DIRECTIONS:
[A] In the post about pip on Mac OS X, rewrite the paragraph beginning "I have installed a new version of python" more briefly, keeping its main facts.
[B] Write the next part of the post about pip on Mac OS X, picking up after its final sentence.

>> Begin PROVIDED TEXT

On a fresh mac OS X(tried both Maverick and Yosemite), I am getting strange results from pythons pip.
I have installed a new version of python in /usr/local/bin/python, and the original version of python still lives at /usr/bin/python. My installation of python is set as the default.
which python
/usr/local/bin/python
When installing my python module, pip installs all the dependencies to /usr/local/bin/python
which is correct. However, it adds the she-bang line of /usr/bin/python
to the console scripts.
Now when I use my console script, I get an import error, because the dependencies don't exist in that version of python.
I can fix this by hand by editing the she-bang line
#!/usr/local/bin/python
and all is fine.
So, here is my question. Why is this happening? Why is pip installing all the dependencies to one version, and using the she-bang from a different version?
More important question, how can I prevent this from happening, so anyone else who installs my module doesn't have to go change this line themselves?

>> End PROVIDED TEXT
>> Begin RECORDS SHOWN

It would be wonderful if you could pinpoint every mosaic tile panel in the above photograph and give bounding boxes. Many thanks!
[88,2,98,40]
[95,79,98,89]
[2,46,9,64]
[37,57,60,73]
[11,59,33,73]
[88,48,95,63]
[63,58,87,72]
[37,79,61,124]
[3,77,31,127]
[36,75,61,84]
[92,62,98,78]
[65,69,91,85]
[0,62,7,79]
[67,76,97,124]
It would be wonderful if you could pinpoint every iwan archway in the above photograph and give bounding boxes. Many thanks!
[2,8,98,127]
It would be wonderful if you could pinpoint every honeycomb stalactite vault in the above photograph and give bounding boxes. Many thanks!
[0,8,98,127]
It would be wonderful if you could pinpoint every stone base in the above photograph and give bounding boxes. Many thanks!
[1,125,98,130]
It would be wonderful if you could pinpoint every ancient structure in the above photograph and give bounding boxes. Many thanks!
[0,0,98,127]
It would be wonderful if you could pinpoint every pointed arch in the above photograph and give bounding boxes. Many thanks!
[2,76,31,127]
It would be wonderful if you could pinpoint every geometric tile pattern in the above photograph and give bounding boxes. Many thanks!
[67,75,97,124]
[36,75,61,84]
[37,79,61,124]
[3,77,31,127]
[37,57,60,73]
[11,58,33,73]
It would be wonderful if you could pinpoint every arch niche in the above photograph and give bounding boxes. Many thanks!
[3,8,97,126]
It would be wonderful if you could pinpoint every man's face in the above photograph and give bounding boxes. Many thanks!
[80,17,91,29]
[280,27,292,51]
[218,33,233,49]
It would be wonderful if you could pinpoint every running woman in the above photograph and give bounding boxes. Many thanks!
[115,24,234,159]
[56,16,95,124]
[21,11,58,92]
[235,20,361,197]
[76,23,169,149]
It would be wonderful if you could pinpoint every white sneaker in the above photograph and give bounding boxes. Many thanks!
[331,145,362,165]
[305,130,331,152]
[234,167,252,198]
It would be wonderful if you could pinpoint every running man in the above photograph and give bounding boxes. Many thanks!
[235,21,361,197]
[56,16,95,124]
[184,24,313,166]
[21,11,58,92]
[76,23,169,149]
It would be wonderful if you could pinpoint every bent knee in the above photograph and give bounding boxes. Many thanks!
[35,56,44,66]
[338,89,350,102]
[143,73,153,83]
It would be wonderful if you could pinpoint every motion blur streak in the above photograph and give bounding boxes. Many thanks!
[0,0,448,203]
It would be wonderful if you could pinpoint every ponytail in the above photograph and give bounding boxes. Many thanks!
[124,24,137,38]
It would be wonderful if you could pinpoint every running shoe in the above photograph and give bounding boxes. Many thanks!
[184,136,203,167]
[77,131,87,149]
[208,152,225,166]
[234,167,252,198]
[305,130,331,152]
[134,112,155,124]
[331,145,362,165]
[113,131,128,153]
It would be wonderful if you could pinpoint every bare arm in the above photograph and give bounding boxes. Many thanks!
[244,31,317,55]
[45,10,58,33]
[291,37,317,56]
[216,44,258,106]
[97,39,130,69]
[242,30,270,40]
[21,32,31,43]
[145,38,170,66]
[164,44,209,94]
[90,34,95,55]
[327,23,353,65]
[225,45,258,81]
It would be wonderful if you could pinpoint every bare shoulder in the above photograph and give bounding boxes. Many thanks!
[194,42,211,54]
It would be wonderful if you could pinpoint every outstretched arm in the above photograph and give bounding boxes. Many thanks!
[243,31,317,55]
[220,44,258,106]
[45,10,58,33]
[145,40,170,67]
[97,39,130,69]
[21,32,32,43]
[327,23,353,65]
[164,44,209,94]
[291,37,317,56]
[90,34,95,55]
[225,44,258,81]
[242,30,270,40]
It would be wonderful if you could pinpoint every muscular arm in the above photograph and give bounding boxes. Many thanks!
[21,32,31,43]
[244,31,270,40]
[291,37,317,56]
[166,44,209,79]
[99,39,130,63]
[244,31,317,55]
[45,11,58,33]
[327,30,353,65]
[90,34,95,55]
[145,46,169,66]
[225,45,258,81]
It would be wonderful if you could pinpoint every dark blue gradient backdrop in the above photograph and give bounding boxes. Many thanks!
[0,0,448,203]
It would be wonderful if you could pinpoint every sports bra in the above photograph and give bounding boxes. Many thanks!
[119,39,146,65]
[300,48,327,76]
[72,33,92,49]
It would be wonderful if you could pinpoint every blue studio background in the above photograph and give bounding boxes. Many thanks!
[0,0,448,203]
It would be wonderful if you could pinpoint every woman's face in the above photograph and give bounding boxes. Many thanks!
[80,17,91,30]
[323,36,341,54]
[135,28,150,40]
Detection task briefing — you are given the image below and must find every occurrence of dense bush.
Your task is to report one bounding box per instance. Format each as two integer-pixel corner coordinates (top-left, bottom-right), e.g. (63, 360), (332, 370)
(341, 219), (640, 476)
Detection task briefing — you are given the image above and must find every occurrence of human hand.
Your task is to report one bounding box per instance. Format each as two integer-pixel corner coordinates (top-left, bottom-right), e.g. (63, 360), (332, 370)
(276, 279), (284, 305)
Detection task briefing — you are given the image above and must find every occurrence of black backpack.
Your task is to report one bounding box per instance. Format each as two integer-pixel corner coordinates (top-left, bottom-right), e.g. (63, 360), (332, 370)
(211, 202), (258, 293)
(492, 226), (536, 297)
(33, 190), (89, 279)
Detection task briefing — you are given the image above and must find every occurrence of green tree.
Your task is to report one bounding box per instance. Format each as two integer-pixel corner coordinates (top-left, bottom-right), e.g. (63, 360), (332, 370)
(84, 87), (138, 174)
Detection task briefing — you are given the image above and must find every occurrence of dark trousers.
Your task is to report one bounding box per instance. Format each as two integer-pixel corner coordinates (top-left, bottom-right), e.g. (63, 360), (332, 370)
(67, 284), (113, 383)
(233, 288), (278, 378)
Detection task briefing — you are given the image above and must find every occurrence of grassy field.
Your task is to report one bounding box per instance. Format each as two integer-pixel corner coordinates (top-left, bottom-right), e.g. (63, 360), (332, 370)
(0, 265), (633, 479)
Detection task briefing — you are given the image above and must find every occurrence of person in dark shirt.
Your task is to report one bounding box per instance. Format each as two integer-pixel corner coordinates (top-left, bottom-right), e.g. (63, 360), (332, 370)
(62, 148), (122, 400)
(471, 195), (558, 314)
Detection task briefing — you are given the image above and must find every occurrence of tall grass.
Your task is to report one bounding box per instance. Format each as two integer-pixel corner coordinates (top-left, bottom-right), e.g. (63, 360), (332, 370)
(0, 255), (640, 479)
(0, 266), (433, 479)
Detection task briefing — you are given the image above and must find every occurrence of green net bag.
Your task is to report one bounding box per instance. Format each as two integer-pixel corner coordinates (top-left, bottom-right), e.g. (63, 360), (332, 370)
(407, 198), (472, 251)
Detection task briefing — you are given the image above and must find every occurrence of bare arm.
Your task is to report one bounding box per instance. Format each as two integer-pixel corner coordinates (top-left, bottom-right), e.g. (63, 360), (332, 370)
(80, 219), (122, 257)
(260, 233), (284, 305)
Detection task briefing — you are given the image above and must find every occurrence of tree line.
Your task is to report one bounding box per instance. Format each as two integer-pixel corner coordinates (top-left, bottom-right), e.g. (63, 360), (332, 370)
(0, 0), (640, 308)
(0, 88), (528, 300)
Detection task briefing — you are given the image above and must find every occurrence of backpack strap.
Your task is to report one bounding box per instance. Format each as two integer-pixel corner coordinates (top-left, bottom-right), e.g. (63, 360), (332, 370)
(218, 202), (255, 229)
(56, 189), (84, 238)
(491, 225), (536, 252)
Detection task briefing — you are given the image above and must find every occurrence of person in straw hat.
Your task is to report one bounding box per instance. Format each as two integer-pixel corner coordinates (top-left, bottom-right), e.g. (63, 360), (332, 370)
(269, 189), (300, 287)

>> End RECORDS SHOWN

TASK-BY-TASK OUTPUTS:
[A] A newer Python is installed at /usr/local/bin/python and set as the default, while the original Python remains at /usr/bin/python.

[B]
Here is my setup.py:
import sys
from setuptools import setup, find_packages
import foobar
requires = ['pyyaml==3.11',
'six==1.8.0',
'cement==2.4',
'setuptools>=7.0',
'python-dateutil>=2.2',
]
setup_options = dict(
name='foobar',
version=foobar.__version__,
description='Command Line Interface.',
long_description=open('README.rst').read(),
author='Humdinger',
url='example.com',
packages=find_packages('.', exclude=['tests*', 'docs*']),
package_dir={'foobar': 'foobar'},
install_requires=requires,
classifiers=(
'Development Status :: 5 - Production/Stable',
'Intended Audience :: Developers',
'Intended Audience :: System Administrators',
'Natural Language :: English',
'Programming Language :: Python',
'Programming Language :: Python :: 2.7',
'Programming Language :: Python :: 3',
'Programming Language :: Python :: 3.3',
'Programming Language :: Python :: 3.4',
),
entry_points={
'console_scripts': [
'foo=foobar.foo:main'
]
}
)
setup(**setup_options)
Upon suggestion, I have added the line
#!/usr/bin/env python
to my setup.py and foo.py file.
This does not seem to solve the problem.
I have also tried to re-try on a fresh mac OSX without installing my own version of python.
$ which python
/Library/Frameworks/Python.framework/Versions/2.7/bin/python
$ pip --version
pip 1.5.6 from /Library/Python/2.7/site-packages/pip-1.5.6-py2.7.egg (python 2.7)
$ head -1 $(which pip)
#!/usr/bin/python
$ head -1 $(which eb)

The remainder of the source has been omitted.